EXTRACTED RECORDS:

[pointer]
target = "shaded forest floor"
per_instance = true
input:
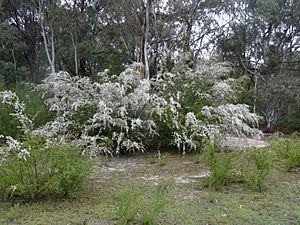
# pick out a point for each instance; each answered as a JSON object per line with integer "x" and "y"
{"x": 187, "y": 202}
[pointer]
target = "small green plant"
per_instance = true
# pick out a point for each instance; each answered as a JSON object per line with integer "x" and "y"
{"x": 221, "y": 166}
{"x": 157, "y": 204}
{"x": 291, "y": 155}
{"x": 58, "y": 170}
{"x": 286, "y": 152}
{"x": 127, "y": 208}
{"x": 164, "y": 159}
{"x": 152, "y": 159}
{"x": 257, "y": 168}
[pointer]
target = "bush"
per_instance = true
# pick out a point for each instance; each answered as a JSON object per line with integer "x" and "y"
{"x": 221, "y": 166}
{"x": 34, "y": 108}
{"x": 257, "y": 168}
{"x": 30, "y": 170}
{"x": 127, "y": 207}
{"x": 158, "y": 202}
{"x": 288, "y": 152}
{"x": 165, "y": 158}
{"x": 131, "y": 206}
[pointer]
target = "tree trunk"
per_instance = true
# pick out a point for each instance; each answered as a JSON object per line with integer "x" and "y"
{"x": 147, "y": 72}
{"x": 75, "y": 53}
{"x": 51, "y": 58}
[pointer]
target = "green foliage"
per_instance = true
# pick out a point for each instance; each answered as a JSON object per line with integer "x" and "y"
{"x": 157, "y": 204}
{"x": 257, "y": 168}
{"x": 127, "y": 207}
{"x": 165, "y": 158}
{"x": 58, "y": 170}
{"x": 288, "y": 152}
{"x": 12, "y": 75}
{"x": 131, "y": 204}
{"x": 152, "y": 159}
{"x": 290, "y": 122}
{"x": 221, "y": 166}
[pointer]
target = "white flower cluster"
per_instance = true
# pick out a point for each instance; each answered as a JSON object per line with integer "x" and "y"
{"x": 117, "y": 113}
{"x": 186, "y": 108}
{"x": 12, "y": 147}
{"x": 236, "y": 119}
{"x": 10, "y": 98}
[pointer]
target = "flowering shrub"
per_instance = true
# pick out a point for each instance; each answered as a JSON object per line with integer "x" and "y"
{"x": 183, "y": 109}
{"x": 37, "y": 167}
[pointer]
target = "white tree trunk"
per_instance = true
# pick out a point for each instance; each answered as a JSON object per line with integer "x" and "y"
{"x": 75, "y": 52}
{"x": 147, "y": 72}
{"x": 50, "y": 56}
* * *
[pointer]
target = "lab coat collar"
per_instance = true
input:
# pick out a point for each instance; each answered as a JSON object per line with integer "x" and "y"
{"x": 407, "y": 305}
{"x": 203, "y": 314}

YOUR TASK: Search the records above for "tree" and copy every line that has it.

WRITTEN ANSWER:
target = "tree trunk"
target = "white tree trunk"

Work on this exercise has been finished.